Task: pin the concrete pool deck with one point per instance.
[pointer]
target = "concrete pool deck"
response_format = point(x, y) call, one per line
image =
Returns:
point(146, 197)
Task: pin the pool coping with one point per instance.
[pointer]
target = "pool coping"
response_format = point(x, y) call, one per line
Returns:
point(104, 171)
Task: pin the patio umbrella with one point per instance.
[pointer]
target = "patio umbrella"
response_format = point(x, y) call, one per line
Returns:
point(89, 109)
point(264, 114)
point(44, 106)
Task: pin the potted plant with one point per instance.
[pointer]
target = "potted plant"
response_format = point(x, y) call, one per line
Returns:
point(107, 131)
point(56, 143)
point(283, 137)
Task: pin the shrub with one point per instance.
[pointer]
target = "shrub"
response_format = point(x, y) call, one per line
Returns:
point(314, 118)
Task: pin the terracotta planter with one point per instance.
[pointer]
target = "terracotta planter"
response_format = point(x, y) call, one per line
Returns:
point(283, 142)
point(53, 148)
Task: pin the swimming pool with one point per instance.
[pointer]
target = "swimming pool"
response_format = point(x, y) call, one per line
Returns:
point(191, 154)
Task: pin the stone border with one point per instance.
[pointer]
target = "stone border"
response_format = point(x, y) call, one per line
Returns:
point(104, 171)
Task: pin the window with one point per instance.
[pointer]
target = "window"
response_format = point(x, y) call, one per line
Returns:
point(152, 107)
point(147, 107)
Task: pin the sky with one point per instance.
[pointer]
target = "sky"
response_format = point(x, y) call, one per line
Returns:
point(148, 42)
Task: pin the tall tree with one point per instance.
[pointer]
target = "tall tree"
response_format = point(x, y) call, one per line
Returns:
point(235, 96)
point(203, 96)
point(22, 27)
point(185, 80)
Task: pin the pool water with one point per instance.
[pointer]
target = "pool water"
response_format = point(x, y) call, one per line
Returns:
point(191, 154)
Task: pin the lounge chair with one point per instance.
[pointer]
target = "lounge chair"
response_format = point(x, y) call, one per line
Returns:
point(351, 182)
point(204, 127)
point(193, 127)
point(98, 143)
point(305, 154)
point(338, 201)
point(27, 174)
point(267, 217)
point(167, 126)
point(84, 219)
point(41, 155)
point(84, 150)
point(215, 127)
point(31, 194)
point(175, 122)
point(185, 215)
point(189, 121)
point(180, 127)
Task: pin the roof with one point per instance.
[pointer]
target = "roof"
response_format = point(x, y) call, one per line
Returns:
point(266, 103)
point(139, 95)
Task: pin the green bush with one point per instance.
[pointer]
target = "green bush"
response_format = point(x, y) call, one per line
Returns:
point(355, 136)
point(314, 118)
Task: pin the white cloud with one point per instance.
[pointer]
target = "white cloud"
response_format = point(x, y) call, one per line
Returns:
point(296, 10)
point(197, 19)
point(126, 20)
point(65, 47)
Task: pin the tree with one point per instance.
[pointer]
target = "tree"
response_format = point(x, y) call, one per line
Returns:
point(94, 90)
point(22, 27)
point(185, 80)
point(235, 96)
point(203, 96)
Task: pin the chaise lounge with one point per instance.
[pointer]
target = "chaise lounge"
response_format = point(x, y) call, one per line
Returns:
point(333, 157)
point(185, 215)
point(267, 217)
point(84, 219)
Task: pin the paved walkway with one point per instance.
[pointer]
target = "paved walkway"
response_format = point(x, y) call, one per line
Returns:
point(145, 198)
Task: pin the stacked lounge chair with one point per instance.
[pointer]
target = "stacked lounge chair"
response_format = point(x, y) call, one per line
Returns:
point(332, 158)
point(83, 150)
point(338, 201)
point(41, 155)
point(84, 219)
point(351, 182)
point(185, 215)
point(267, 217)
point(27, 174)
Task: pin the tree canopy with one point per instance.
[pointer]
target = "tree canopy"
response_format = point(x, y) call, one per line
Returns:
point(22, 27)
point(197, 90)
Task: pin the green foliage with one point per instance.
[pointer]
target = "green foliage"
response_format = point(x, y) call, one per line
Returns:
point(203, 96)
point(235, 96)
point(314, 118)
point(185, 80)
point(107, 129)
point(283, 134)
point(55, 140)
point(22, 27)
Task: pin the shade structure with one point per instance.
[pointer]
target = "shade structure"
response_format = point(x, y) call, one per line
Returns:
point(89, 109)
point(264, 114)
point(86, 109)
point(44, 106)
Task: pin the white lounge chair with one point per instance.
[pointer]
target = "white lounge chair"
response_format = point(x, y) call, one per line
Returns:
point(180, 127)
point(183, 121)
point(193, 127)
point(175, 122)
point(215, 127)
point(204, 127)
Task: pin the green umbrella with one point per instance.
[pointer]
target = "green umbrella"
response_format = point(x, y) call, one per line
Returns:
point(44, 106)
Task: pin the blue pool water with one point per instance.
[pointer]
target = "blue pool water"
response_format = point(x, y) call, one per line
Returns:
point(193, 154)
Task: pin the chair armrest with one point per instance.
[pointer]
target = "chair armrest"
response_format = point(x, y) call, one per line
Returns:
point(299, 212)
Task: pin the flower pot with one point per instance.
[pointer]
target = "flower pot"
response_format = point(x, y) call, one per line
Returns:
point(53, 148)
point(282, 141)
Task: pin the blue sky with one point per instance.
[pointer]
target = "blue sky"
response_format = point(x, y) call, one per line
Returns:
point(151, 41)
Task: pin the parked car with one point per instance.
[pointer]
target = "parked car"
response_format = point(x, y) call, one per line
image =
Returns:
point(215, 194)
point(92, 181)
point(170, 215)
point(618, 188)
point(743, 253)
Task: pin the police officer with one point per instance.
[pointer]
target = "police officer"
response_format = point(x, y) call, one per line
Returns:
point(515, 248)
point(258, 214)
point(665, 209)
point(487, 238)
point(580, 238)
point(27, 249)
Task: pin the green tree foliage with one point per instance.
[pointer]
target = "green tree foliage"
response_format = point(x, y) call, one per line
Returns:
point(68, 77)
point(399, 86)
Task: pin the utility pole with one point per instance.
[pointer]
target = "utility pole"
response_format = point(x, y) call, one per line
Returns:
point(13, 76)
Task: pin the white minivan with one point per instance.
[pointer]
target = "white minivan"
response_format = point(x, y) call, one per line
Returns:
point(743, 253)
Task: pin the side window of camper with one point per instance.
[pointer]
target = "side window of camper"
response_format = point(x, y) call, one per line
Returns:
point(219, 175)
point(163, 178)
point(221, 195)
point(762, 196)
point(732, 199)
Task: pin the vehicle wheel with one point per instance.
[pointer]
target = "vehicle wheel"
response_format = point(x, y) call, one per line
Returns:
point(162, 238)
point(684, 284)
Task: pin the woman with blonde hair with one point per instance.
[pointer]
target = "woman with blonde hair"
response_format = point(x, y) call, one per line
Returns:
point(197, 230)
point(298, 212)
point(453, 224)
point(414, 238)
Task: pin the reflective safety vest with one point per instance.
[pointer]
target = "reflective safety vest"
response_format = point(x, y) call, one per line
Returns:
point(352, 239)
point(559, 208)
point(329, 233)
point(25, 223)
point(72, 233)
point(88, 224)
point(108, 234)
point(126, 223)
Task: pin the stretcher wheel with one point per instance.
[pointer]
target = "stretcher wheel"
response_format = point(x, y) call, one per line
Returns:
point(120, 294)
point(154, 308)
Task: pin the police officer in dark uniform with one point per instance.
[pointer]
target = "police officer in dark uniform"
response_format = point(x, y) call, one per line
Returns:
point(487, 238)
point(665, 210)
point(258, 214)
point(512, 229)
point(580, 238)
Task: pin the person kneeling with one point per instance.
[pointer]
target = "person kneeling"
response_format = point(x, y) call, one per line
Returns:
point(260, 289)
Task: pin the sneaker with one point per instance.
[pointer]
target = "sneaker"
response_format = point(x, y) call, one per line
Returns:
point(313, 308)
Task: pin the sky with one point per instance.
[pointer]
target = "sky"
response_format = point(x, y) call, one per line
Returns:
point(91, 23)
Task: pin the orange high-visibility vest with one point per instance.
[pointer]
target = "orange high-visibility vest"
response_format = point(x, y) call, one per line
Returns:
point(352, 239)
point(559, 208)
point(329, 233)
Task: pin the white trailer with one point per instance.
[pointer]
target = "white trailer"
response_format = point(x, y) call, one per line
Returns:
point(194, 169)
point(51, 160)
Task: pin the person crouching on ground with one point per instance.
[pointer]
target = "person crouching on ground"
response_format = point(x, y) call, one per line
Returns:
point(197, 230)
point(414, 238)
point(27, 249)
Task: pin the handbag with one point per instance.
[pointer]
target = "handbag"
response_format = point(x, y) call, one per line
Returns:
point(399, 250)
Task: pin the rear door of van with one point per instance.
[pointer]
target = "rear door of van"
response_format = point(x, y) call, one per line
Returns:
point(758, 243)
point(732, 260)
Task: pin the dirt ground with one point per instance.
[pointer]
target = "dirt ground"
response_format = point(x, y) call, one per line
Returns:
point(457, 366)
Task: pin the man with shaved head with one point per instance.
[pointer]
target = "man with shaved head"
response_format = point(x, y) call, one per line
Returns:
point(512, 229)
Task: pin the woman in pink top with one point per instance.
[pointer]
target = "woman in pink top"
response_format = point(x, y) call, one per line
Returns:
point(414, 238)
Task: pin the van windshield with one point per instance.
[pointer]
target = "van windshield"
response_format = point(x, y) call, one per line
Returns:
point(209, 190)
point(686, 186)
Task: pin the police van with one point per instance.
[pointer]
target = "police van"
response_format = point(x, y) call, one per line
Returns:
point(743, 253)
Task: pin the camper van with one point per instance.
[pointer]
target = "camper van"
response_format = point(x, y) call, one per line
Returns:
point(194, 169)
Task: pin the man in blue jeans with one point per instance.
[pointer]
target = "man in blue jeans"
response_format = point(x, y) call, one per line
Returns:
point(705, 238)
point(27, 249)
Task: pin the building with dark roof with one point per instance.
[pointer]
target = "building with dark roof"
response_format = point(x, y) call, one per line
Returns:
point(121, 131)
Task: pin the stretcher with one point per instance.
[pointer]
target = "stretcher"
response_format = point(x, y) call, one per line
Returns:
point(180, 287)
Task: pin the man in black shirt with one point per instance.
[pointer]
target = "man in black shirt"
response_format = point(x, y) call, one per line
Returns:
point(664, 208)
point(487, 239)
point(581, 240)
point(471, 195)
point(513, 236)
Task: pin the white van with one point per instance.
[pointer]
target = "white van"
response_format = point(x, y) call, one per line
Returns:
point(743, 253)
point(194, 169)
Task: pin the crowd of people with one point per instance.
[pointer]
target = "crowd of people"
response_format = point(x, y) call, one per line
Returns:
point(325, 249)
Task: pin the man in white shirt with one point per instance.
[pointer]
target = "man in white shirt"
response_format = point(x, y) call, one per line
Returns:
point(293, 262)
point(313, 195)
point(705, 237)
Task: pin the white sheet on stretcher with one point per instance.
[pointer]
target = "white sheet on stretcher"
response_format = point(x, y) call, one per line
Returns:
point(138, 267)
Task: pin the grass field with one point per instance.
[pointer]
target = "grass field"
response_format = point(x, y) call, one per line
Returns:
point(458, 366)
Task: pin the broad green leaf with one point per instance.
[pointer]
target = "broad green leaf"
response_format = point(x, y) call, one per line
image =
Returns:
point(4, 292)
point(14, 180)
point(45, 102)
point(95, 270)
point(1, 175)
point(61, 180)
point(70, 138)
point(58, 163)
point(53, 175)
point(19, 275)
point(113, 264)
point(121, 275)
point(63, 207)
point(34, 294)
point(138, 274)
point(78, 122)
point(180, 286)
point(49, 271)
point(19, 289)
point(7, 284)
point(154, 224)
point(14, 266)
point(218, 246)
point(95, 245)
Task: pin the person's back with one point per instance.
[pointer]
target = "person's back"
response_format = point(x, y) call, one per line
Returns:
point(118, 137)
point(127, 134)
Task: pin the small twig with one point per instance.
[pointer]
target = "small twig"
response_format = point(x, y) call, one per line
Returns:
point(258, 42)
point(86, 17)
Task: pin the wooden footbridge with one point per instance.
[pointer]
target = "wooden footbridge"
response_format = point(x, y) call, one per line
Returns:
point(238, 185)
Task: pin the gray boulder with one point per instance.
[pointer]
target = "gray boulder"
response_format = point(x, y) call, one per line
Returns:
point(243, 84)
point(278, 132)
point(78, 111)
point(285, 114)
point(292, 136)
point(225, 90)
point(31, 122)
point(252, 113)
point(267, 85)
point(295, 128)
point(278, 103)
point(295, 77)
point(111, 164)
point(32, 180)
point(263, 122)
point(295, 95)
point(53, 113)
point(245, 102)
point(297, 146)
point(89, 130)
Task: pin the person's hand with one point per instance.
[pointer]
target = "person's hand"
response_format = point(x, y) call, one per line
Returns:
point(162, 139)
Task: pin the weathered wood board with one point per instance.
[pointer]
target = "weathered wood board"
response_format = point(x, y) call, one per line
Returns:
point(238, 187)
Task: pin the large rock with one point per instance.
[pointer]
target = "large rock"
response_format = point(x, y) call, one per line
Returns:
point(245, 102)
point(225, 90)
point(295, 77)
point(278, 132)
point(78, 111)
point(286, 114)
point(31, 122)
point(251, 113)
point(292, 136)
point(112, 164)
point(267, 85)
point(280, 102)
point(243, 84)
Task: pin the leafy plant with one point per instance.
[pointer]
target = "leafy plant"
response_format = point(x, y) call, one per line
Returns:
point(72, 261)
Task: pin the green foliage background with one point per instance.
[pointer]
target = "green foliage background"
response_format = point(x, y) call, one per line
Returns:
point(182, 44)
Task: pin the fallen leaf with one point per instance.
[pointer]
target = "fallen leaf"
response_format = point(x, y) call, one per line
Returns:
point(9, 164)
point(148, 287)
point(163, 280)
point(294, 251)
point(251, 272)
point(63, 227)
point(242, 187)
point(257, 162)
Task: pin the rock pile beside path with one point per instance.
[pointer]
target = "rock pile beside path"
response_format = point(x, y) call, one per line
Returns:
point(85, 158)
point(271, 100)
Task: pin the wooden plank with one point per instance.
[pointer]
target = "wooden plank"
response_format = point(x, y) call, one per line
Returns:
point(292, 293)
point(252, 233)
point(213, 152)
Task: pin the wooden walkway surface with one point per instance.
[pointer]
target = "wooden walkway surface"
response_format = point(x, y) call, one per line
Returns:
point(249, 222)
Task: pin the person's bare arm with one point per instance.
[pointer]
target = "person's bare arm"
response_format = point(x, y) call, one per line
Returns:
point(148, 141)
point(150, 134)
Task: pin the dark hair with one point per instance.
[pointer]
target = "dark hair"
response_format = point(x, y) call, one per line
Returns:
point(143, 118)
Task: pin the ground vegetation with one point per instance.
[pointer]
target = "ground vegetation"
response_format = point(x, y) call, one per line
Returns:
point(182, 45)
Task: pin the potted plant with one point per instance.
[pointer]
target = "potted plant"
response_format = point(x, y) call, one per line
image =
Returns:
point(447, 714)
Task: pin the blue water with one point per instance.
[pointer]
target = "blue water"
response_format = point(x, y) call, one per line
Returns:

*What to work on*: Can you transcribe the records above verbatim, starting at the line that contains "Task: pin the white van" and stopping after the line that contains "point(458, 366)"?

*Expected answer*:
Task: pin the white van with one point per instance.
[pointer]
target = "white van"
response_format = point(x, y) call, one per line
Returns:
point(743, 253)
point(194, 169)
Task: pin the crowd of people with one point per instance.
[pointer]
target = "crowd of people"
response_format = point(x, y) call, one per line
Returns:
point(325, 249)
Task: pin the man in white shirt with one point per instance.
[pointer]
target = "man in white shirt"
response_format = point(x, y) call, one per line
Returns:
point(293, 262)
point(313, 195)
point(705, 237)
Task: pin the white sheet on stretcher with one point per instance.
[pointer]
target = "white sheet on stretcher"
response_format = point(x, y) call, one per line
Returns:
point(138, 267)
Task: pin the grass field with one point per instance.
[pointer]
target = "grass field"
response_format = point(x, y) call, one per line
Returns:
point(458, 366)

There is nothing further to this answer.